課題文:
┌──
機能性支援300社超
ケミンジャパン前年比売上30%増
プロに認められる素材に
ケミンジャパン㈱(東京都千代田区、橋本正史社長)は、ルテイン原料『FloraGLO®』を長年にわたって供給しているルテインのトップメーカー。これまでルテイン市場の機能性研究をリードしてきた。売上は前年比30%増。今年、『FloraGLO®』25周年、ヒューマンニュートリション部門20周年を記念して、啓発書『医学界も認めたルテインのちから』を出版した。
ルテインを機能性関与成分とした機能性表示食品の約半分を同社がサポートしている。ルテインに関しては、機能性表示食品制度が施行されてから急速に認知度を上げ、今も好調に推移している。機能性表示食品でサポートした企業は300社を超え、届出件数は50件以上に上る。「最近は正確な記憶がない」(橋本正史社長)というほど。
└──
データ欄:
┌──
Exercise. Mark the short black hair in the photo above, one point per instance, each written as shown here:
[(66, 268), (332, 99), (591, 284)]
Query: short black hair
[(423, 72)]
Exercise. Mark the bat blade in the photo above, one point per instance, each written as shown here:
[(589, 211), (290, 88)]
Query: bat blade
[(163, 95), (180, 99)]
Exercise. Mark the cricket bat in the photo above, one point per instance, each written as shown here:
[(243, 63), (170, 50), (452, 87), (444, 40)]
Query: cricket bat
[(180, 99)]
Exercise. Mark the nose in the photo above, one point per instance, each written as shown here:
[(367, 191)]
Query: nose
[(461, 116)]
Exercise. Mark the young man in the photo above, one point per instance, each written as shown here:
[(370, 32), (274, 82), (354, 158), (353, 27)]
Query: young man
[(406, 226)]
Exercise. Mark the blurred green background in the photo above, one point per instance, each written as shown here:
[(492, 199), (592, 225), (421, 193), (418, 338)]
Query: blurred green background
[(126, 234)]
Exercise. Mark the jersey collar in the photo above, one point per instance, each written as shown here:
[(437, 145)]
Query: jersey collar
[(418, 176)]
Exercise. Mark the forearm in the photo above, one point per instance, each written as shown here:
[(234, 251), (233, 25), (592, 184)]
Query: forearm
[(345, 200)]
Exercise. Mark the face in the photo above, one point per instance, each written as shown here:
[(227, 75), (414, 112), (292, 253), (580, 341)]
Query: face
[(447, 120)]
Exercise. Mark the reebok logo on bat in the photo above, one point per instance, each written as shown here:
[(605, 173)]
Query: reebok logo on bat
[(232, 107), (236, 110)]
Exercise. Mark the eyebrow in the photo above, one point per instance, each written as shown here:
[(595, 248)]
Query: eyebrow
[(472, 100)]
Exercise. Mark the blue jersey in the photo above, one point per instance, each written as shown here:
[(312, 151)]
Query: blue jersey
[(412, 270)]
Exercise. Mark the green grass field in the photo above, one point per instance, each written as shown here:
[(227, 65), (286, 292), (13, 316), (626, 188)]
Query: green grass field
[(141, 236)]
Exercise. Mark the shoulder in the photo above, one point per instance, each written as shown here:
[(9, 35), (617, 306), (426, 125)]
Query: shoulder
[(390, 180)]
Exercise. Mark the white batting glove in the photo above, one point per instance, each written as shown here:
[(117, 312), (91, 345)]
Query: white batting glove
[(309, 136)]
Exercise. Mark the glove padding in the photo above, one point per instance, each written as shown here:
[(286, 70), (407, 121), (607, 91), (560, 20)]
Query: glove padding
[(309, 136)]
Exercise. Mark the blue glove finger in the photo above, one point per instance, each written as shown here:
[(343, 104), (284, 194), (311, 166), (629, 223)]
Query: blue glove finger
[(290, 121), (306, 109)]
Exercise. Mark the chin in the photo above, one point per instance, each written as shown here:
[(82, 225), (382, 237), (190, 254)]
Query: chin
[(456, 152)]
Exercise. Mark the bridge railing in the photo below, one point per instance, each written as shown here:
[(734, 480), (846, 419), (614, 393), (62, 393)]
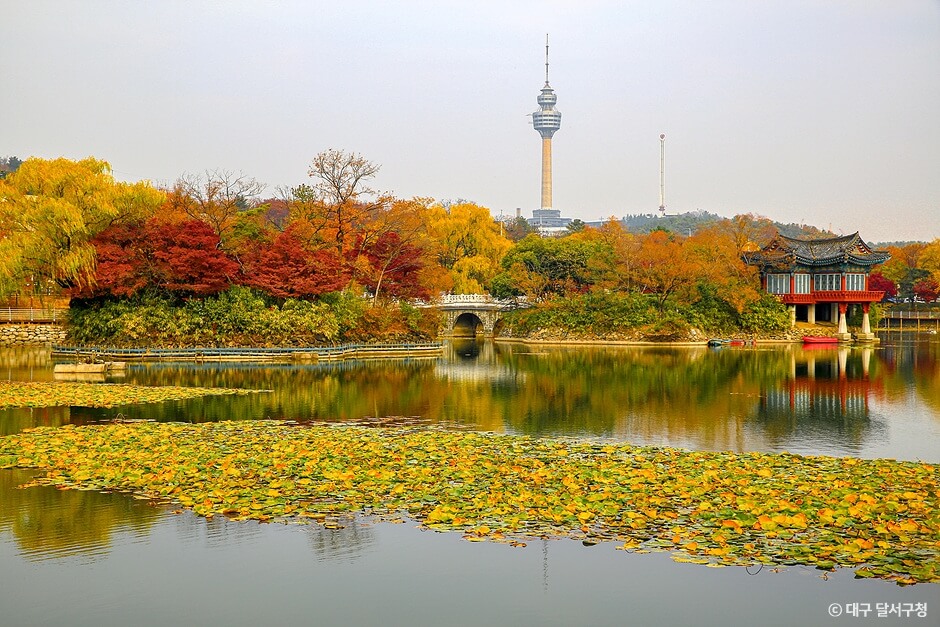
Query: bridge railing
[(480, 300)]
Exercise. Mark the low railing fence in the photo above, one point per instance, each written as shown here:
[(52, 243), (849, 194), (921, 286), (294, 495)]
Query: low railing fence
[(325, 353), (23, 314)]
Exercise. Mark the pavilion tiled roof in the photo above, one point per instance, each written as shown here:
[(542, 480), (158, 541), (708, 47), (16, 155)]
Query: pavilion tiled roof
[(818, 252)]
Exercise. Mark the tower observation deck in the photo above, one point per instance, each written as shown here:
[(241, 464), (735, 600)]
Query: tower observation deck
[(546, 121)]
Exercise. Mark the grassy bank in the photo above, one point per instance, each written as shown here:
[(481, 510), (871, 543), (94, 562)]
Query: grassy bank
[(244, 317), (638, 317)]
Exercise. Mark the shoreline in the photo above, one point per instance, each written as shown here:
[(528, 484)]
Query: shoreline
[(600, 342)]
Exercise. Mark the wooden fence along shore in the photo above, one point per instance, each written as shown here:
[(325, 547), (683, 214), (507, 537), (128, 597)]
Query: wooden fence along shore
└──
┌──
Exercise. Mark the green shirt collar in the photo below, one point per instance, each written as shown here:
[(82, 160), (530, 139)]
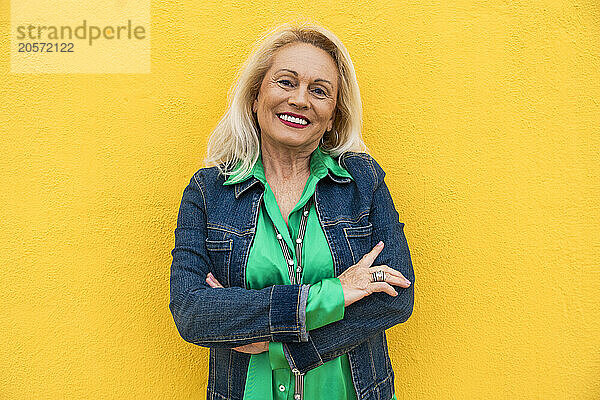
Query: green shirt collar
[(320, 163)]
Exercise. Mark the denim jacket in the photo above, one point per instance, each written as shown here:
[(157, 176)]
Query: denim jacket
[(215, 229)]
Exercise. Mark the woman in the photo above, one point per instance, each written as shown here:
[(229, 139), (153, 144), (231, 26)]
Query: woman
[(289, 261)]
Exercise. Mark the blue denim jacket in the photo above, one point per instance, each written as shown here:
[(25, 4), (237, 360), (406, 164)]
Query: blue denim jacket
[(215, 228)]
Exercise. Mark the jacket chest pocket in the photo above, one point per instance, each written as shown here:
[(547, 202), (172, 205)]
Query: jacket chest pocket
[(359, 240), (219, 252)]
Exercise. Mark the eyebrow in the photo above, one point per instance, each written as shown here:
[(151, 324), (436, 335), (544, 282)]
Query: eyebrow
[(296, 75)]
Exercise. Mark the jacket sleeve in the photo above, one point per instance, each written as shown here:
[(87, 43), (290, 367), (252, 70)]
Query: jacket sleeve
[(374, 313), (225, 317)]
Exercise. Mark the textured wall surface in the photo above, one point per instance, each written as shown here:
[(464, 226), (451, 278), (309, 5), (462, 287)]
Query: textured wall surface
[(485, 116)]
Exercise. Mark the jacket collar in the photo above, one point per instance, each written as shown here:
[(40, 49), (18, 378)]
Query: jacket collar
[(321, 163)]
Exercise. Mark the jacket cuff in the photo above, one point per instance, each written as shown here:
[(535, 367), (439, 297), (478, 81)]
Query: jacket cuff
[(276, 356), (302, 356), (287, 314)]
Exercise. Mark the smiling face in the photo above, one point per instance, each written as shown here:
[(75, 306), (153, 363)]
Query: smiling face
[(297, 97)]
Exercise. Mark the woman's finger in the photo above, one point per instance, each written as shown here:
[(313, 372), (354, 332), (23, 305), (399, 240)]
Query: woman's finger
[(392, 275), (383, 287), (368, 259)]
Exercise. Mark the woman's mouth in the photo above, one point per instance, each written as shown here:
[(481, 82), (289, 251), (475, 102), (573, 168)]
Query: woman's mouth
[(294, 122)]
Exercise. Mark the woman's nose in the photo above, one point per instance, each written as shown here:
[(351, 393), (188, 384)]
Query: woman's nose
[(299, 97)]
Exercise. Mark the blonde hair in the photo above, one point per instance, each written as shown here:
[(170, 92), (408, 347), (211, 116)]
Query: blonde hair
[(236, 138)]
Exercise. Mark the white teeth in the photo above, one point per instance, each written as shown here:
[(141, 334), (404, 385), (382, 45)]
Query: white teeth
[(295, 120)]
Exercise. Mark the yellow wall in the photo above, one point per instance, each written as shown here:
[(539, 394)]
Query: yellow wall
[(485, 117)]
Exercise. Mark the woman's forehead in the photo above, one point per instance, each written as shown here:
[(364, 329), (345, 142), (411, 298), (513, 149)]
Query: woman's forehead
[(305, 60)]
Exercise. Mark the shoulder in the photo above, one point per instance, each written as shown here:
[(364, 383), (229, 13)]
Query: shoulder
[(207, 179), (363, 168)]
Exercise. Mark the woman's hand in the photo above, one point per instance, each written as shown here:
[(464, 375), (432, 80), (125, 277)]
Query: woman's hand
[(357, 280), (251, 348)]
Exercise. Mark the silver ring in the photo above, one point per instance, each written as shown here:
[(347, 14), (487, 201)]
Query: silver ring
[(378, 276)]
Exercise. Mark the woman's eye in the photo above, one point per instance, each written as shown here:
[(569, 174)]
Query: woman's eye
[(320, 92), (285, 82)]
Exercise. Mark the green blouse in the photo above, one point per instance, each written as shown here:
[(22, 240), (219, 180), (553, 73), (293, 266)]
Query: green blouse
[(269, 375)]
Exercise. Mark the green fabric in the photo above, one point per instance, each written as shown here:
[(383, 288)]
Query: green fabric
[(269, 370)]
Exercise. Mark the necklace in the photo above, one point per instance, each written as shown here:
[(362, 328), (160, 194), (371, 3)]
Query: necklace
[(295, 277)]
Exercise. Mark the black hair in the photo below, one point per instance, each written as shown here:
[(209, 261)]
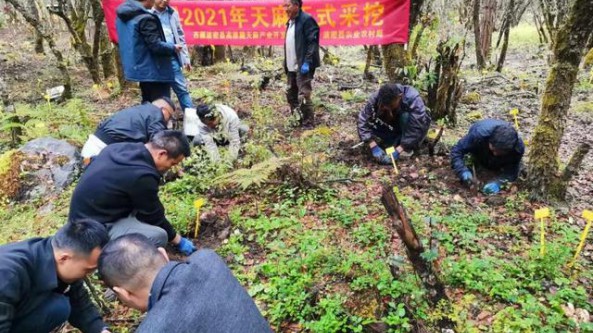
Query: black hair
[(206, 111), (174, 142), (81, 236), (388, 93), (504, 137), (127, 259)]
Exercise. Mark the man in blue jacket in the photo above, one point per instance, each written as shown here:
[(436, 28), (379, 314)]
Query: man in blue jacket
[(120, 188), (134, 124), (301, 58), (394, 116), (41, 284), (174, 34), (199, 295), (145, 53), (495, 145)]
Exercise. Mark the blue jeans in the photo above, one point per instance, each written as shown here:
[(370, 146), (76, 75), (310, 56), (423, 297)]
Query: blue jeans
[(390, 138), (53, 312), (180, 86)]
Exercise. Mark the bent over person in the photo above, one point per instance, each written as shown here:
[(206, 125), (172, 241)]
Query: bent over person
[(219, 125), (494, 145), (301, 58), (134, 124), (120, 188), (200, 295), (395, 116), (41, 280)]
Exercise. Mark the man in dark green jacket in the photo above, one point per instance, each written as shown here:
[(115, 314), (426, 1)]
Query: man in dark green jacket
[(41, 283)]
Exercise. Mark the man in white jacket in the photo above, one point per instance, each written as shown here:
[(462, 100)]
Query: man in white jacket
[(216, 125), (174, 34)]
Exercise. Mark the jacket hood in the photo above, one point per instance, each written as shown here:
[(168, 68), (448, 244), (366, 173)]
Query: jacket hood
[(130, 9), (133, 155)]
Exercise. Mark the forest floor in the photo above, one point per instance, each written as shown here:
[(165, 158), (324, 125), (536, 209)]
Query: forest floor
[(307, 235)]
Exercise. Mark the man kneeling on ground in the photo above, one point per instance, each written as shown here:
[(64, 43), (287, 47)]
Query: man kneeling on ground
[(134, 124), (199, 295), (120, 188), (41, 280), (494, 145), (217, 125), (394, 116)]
└──
作業課題 A:
ケミンジャパンの記事によると、同社が記念に出版した啓発書の題名は何ですか。
作業課題 B:
次の(i)〜(iii)がケミンジャパンの記事の内容と合うかどうか、それぞれ「はい」か「いいえ」で答えてください。判断の根拠となる記事中の語句を、そのまま引用して添えてください。
(i) ケミンジャパンの売上は前年比30%増である。
(ii) 同社がサポートした機能性表示食品の届出件数は30件程度である。
(iii) ルテインを機能性関与成分とした機能性表示食品は、ほぼすべてを同社がサポートしている。
作業課題 C:
上のケミンジャパンの記事を、最後の文の後から引き継いで書き進めてください。

記述解答 A:
『医学界も認めたルテインのちから』です。

記述解答 B:
(i) はい。「売上は前年比30%増。」
(ii) いいえ。「届出件数は50件以上に上る。」
(iii) いいえ。「ルテインを機能性関与成分とした機能性表示食品の約半分を同社がサポートしている。」

記述解答 C:
同社のマーケティング手法は、単純な原料販売ではない。原料を使用している販売店の支援が主な業務で、ルテインの良さを伝えながら顧客が抱える課題についてその解決策を一緒になって考え、販社が開催する説明会でプレゼンテーションの支援を行ったりする。
市場に多くのルテイン製品が上市されていることから、差別化を図るために商品にケミンのロゴタイプの使用を許可してアピール。他社製品との差別化を図るなどのさまざまな支援活動を行っている。
「プロに認められてから、徐々にマーケットを広げていく」(橋本社長)のが同社の基本戦略。2021年4月18日に開催された東京眼科サミット2021(坪田一男会長)では、「妊娠、乳児期、小児期におけるルテインとゼアキサンチンの役割の調査」について研究報告を行った。
こうして「学会専門の人たちがいるところで発表するのがケミンのやり方。目の方は目の方で機能性表示が伸びてきているのだが、脳の方でもエビデンスを取得している。来年も発表する予定だが、全世代をターゲットにした研究を進めている」(同)とし、子ども、乳幼児、さらにそれに関わっている妊婦や母親からのニーズも高まりをみせている。
目と脳というのは本来、関係性が強い。「目から脳まで、高齢者の問題ではなく、乳幼児が早い時期から食事を通してルテインを摂取するという流れが生まれている」という。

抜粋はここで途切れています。